◆ The task: From the data below, reproduce the lines from the line with "below. Indicate a point on each matching object." to the line with "(1153, 416)", keeping both of those lines.

◆ Exercise materials:
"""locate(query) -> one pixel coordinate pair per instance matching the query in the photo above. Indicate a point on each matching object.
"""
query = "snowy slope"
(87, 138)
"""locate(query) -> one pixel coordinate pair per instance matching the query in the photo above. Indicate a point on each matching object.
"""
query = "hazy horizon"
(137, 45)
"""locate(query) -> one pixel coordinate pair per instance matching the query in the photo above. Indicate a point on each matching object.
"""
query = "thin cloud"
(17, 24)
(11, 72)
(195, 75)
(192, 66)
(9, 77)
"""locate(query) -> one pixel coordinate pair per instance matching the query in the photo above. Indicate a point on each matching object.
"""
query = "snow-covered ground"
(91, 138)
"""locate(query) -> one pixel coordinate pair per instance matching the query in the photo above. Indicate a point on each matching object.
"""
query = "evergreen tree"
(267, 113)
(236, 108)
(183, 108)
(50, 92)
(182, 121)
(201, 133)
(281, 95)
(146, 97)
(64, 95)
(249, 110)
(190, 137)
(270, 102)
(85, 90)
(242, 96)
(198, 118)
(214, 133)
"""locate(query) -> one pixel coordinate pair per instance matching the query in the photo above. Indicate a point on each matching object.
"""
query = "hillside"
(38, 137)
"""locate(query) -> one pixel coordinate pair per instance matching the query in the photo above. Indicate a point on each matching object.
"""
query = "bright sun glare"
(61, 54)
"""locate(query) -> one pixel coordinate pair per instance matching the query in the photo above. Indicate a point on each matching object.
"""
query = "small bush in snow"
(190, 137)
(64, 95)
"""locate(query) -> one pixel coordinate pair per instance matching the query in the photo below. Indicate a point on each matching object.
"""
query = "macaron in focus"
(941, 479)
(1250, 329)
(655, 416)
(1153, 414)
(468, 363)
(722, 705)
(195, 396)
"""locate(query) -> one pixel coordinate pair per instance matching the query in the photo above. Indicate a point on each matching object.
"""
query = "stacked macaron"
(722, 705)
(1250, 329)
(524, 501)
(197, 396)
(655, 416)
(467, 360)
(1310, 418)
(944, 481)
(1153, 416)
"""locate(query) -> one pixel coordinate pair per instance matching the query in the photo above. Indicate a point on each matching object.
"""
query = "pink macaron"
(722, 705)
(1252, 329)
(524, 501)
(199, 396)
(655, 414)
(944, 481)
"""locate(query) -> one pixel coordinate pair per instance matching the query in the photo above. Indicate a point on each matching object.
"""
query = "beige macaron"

◆ Exercise response:
"""locate(query) -> one pixel coordinate pair per instance matching the query in the photo below. Indicate a point on each matching object.
"""
query = "macaron in focus"
(941, 479)
(1250, 329)
(655, 416)
(1153, 414)
(468, 363)
(722, 705)
(195, 396)
"""locate(query) -> one pixel coordinate pair per instance matching the query in the photo above. Indicate a point on each matching object.
"""
query = "stacked macaron"
(722, 705)
(1250, 329)
(524, 501)
(197, 396)
(655, 416)
(467, 360)
(1310, 418)
(944, 481)
(1153, 416)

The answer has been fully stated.